*Given request*.
Beginning with the line where "Indicate one point for each instance of the charred" appears, retype every remaining line of the data below, both the first and last included.

Coordinate annotation entries:
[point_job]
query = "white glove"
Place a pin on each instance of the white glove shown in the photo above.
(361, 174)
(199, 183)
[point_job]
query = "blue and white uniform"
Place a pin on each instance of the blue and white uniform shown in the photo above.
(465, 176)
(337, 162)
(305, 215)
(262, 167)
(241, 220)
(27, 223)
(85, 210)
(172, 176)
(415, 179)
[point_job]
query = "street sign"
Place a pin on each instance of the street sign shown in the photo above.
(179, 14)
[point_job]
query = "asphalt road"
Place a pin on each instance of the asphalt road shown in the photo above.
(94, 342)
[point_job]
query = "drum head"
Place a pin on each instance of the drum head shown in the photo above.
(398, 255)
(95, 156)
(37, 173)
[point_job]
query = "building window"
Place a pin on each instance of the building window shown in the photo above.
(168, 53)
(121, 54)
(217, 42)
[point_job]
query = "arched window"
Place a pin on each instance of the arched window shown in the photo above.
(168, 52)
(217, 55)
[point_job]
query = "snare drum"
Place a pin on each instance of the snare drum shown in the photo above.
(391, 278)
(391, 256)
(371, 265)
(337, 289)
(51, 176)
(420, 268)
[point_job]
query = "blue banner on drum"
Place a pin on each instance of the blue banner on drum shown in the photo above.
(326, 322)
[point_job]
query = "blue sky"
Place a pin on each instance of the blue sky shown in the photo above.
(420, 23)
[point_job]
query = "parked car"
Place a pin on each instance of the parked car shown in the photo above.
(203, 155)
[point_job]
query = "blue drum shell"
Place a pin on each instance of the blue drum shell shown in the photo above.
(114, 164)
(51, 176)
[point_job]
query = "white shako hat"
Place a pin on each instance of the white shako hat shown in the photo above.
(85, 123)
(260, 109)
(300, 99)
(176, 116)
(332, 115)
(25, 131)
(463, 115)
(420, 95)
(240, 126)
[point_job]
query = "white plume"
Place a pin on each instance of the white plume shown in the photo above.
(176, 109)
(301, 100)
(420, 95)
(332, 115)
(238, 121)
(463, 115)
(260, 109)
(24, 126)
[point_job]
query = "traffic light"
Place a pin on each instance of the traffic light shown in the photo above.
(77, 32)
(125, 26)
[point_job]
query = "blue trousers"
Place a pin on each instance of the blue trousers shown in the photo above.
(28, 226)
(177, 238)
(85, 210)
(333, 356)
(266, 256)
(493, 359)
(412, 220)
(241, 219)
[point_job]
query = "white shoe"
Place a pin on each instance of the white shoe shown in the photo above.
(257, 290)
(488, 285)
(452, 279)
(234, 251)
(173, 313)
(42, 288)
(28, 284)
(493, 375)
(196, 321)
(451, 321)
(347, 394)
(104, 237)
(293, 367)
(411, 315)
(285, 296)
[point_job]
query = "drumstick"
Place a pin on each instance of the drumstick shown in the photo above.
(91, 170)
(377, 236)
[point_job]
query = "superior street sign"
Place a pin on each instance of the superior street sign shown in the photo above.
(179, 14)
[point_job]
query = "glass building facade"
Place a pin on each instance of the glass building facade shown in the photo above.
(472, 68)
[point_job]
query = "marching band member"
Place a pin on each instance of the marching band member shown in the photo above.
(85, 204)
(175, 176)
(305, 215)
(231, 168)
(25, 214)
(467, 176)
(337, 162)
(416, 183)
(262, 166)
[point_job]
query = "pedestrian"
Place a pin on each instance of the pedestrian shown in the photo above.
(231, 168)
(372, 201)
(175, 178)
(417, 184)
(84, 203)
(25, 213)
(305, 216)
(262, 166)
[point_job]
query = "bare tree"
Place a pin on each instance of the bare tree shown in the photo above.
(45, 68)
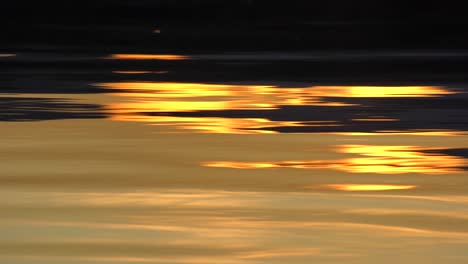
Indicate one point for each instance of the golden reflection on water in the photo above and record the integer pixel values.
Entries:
(141, 98)
(372, 159)
(148, 57)
(367, 187)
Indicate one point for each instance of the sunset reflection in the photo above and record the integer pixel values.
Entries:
(152, 101)
(372, 159)
(367, 187)
(148, 57)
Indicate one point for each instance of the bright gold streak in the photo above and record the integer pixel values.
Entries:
(368, 187)
(168, 97)
(371, 159)
(148, 57)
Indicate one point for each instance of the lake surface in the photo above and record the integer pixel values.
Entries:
(349, 157)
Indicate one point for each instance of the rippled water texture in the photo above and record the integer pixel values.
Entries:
(229, 158)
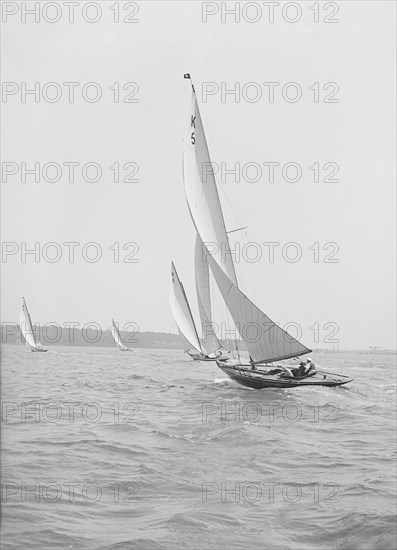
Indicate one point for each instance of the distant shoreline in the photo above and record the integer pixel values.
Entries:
(53, 336)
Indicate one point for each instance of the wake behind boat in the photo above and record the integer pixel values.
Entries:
(27, 329)
(266, 341)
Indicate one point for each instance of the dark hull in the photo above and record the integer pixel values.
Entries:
(259, 380)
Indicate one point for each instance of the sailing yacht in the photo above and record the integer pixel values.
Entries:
(27, 329)
(185, 322)
(266, 342)
(117, 338)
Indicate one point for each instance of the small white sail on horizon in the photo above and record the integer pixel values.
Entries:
(26, 326)
(266, 341)
(117, 337)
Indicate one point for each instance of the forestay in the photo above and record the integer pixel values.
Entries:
(201, 267)
(182, 314)
(26, 325)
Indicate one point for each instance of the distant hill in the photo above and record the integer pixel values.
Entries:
(55, 335)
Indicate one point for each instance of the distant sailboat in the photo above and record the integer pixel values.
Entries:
(184, 320)
(266, 342)
(27, 329)
(117, 338)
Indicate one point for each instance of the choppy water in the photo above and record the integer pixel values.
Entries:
(159, 452)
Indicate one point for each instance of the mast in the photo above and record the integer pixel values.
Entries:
(202, 192)
(270, 342)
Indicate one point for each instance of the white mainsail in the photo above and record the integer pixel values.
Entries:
(201, 267)
(117, 337)
(27, 327)
(202, 193)
(182, 314)
(266, 341)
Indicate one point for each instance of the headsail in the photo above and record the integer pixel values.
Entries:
(26, 326)
(202, 193)
(116, 335)
(265, 340)
(182, 314)
(210, 340)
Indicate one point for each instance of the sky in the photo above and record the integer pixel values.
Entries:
(138, 227)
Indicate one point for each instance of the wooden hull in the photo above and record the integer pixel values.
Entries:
(202, 358)
(259, 379)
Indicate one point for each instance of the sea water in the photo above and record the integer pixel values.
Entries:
(151, 450)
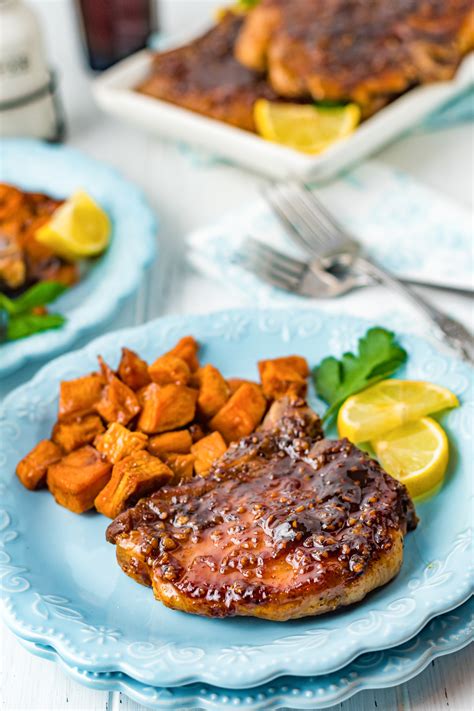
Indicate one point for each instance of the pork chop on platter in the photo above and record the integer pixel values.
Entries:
(287, 524)
(367, 51)
(205, 77)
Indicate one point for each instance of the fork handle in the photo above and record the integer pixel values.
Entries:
(447, 329)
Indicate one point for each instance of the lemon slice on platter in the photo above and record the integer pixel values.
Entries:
(416, 454)
(389, 404)
(305, 127)
(79, 228)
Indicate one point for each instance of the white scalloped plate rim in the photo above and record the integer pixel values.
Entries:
(389, 668)
(104, 301)
(438, 587)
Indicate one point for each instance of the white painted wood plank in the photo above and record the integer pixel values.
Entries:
(30, 683)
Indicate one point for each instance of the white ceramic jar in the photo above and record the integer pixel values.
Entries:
(27, 93)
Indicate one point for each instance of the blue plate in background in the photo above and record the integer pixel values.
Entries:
(59, 171)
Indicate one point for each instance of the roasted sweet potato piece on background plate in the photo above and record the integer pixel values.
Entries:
(118, 402)
(133, 370)
(206, 451)
(213, 391)
(169, 369)
(182, 466)
(241, 414)
(75, 433)
(187, 348)
(281, 376)
(119, 442)
(32, 469)
(178, 442)
(133, 477)
(76, 479)
(166, 408)
(79, 396)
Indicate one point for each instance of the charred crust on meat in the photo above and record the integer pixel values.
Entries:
(282, 515)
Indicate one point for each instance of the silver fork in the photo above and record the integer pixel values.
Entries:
(293, 275)
(316, 230)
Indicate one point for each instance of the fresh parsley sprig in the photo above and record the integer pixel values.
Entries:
(378, 357)
(17, 316)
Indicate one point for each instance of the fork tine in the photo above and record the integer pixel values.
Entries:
(287, 214)
(287, 202)
(310, 217)
(295, 266)
(315, 202)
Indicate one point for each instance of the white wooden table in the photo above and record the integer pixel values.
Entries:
(167, 175)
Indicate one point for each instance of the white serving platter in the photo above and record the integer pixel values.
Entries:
(114, 92)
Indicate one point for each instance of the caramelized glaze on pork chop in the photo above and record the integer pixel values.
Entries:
(362, 50)
(205, 77)
(287, 524)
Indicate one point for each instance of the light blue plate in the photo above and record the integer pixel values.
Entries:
(59, 170)
(63, 588)
(379, 670)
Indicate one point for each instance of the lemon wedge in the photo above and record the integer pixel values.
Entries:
(79, 228)
(389, 404)
(306, 128)
(416, 454)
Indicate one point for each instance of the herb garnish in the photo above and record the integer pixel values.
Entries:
(378, 357)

*Full output*.
Indicate one point for each instance of the charred crust on meat in the photo above and record the integer pixel values.
Entries:
(282, 515)
Indicate one point for each instance of the silver fork in the photo above and record the integer pixel values.
Entries:
(293, 275)
(316, 230)
Indicate one point for each instance of the fresh parsley sprig in the photo above and record the integer pixel values.
Entries:
(378, 357)
(17, 316)
Indicate one point for each instance of the fork tine in the photo above and record the integer pixel values.
Entries:
(287, 214)
(287, 202)
(310, 217)
(295, 266)
(315, 202)
Indicate one point for each instance of the white wooden table in the photo above and record the integer pixel values.
Entries:
(167, 175)
Indicate one point for each instance of the white serving platter in the photo above and record the integer pixel values.
Entries:
(114, 92)
Indicate one point for each instance of the caramelized glaze on pork chop in the photo above and record the integer pixel values.
Entries:
(362, 50)
(205, 77)
(287, 524)
Indicate one point for each instance of the light blue plate in the photo above and record the integer pixel values.
Entries:
(59, 170)
(63, 588)
(379, 670)
Indicate one point for each instance of the lemon wedge in the photo above and record the integer pixel values.
Entries:
(79, 228)
(389, 404)
(306, 128)
(416, 454)
Indicate one point for each instance of the herb garnish in the photo above and record the integer pixel values.
Entries:
(378, 357)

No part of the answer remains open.